PASSAGE SHOWN start
The basic technique we’ll highlight is the first and simplest optimization procedure. It uses gradients to walk steadily uphill (or downhill) on a surface. We will use it to show that, as for functions of one dimension, if the inputs are unconstrained, and $f$ is smooth, then any extrema (maxima or minima) of $f$ occur where its gradient (think, slope) is zero.

Gradients and Optimization¶

Gradient Ascent¶

To maximize a smooth function $f$ , we’ll adopt a simple iterative strategy.

Start with some initial guess at the optimizer, $x(0)$ . To improve our guess, we’ll try to adjust it slightly. Since we are trying to maximize the function, we should adjust it in a direction which increases the function value.

As an analogy, imagine that you are hiking in the mountains and want to get to a peak. If you can’t see the location of the peak (for instance, you are in the woods), then the best strategy is to simply step in the uphill direction.

To find the uphill direction, use the gradient, $\nabla f(x(0))$ . Since the gradient vector always points in the direction of steepest ascent, moving our guess in the direction of the gradient should increase the function value. This idea defines a gradient ascent algorithm:

Gradient Ascent

To optimize a smooth surface $f$ , propose an initial guess $x(0)$ then iterate:

x(t+1) = x(t) + \gamma(t) \nabla f(x(t))

(2)

where $\gamma(t) > 0$ is the learning rate. To minimize, step in the direction of steepest descent, $x(t+1) = x(t) - \gamma(t) \nabla f(x(t)).$

We call each guess at an optimizer, $x(t)$ , an iterate. The sequence of iterates, $\{x(t)\}_{t = 0}^{...}$ will climb uphill.

Caution

There is no gaurantee that gradient ascent will climb to the global maximizer of a function, only that it will produce a sequence of iterates that continuously climb the surface. In many, but not all, settings sequences of iterates that climb the surface will converge, in the limit of infinite time, to local maximizers of the surface. Convergence for gradient descent is generally linear, meaning that the discrepancy between an iterate and a true local maximizer at time $t$ is proportional to the discrepancy at time $t - 1$ . As a consequence, the discrepancies between the iterate and the true optimizer typically decay exponentially in time, and converge to a decaying geometric sequence.

In principle, iterative procedures require infinitely many steps to recover the exact optimizer. In practice, they produce a series of improving approximations. We stop once the approximations are close enough. The rule used to stop the process is called the stopping condition.

Gradient ascent (or descent) is a first-order optimization algorithm since it is based on iteratively collecting local information about the surface, out to first derivatives. These first derivatives are used to form a gradient vector, then the gradient vector points the way up to higher surface values.
PASSAGE SHOWN end
DATA SHOWN start
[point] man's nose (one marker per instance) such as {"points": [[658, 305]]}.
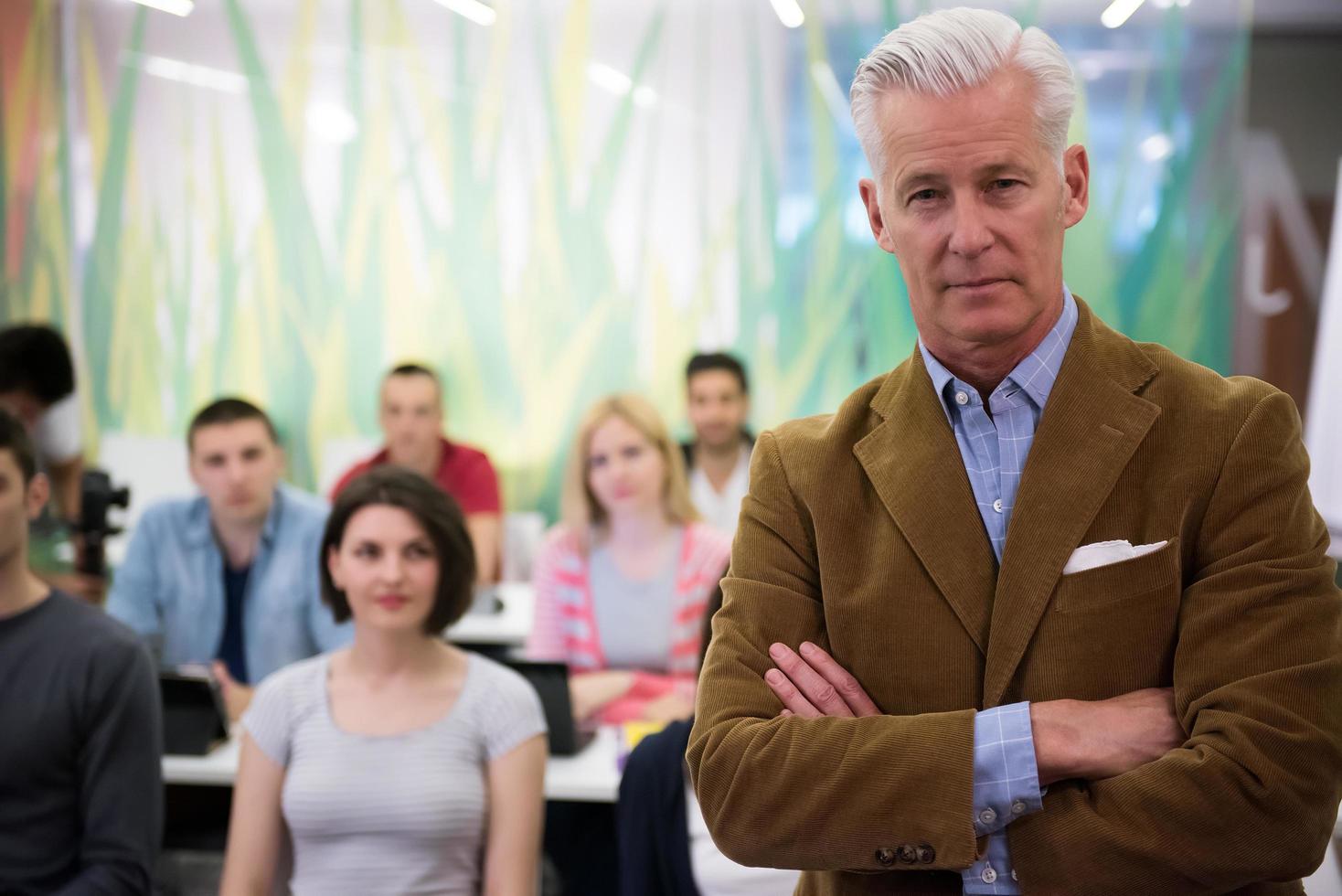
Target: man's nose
{"points": [[969, 232]]}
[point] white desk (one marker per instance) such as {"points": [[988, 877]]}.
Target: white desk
{"points": [[588, 777], [509, 626]]}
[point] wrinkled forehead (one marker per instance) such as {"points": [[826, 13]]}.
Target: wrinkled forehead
{"points": [[410, 389], [229, 437], [994, 123]]}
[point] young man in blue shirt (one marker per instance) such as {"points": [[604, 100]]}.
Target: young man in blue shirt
{"points": [[229, 577]]}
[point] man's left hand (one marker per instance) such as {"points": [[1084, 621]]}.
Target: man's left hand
{"points": [[237, 695], [812, 684]]}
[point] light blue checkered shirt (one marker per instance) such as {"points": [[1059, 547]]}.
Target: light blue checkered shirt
{"points": [[995, 450]]}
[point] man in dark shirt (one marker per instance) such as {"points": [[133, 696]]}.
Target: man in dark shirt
{"points": [[80, 784]]}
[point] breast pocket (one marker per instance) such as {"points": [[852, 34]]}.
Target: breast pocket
{"points": [[1109, 631], [1118, 582]]}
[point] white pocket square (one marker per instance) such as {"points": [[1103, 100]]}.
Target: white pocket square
{"points": [[1104, 553]]}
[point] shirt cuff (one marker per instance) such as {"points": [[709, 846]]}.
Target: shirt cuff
{"points": [[1006, 774]]}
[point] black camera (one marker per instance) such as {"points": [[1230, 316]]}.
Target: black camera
{"points": [[97, 496]]}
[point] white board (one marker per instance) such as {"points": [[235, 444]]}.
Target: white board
{"points": [[1324, 416]]}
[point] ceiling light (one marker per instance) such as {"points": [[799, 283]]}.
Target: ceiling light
{"points": [[332, 123], [176, 7], [1118, 12], [186, 72], [789, 14], [473, 10], [1156, 148]]}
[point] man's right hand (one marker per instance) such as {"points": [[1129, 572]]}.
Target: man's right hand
{"points": [[1103, 738], [1072, 738]]}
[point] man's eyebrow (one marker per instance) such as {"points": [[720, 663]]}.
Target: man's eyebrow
{"points": [[932, 176], [917, 177]]}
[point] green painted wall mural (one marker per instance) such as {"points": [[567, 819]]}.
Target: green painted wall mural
{"points": [[282, 198]]}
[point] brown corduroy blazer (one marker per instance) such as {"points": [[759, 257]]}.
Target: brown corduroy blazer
{"points": [[860, 533]]}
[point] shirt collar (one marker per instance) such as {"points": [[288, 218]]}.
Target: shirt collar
{"points": [[201, 531], [1035, 373]]}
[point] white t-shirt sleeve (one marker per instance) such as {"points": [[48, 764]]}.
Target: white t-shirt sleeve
{"points": [[270, 717], [513, 712], [58, 435]]}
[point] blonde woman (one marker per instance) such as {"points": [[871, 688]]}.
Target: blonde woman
{"points": [[623, 580]]}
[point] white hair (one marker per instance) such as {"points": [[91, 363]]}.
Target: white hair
{"points": [[943, 52]]}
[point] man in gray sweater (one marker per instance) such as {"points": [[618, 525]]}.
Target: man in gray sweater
{"points": [[80, 784]]}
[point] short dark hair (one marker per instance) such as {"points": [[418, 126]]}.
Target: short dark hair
{"points": [[229, 410], [442, 520], [719, 361], [413, 370], [15, 439], [35, 358]]}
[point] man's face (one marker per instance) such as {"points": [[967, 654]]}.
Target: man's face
{"points": [[237, 465], [975, 209], [717, 408], [19, 505], [25, 405], [410, 416]]}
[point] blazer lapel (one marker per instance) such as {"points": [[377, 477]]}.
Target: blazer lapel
{"points": [[914, 464], [1090, 430]]}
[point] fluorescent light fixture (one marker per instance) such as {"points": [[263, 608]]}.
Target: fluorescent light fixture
{"points": [[789, 14], [473, 10], [186, 72], [644, 97], [176, 7], [608, 78], [1118, 12], [332, 123], [620, 85], [1156, 148]]}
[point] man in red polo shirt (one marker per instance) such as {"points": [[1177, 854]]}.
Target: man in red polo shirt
{"points": [[410, 416]]}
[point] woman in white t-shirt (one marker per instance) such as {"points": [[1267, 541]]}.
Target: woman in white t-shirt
{"points": [[400, 764]]}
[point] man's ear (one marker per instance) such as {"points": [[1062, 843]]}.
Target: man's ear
{"points": [[37, 493], [868, 189], [333, 566], [1077, 183]]}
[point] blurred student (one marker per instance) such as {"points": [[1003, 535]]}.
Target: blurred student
{"points": [[401, 763], [80, 784], [622, 581], [410, 415], [665, 843], [229, 577], [719, 459], [37, 387]]}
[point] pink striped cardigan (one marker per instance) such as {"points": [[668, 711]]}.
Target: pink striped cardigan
{"points": [[565, 619]]}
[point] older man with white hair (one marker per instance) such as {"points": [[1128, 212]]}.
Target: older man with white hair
{"points": [[1043, 609]]}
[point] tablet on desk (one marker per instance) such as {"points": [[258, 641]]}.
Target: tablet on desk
{"points": [[552, 684], [195, 720]]}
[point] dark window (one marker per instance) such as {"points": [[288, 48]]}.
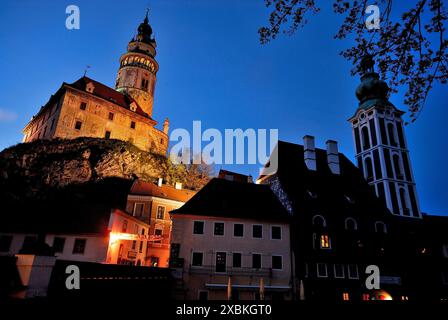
DATA SHOWN end
YOUR TASKS:
• 1. In the gradient ascent passage, what is the rule used to stop the iterative process called?
• 2. Continue the passage on gradient ascent from the point where it stops.

ANSWERS TO THE EXERCISES:
• 1. The stopping condition.

• 2.
We won’t get into the real details of choosing a learning rate, stopping condition, or the convergence behavior of this algorithm, but will instead use it as a conceptual tool. To find a maximizer, just pick an initial input, then slowly walk uphill, where, at each step, we choose to step in the direction of steepest ascent. You can imagine the strategy as a sequence of refinements, where at each stage, we use a gradient to refine our guess at an optimizer. Further implementation details, or theory, are really subjects for an optimization class.

Run the code cell below to watch gradient ascent in action. You’ll see that the sequence of iterates form a path that climb the surface, following the gradient vector field, moving perpendicularly to the level sets of the surface.

from utils_ga import show_gradient_ascent

show_gradient_ascent()

Machine Learning and Gradient Ascent

In a prototypical machine learning problem we collect some sample data, pose a model for the data that depends on a long list of parameters (typically, a neural network), then try to find a collection of values for those parameters that minimize some measure of misfit between the observed data and the model conditional on the parameters. The term learning in machine learning usually really means optimization. In practice, the learning process is usually a variant of gradient descent.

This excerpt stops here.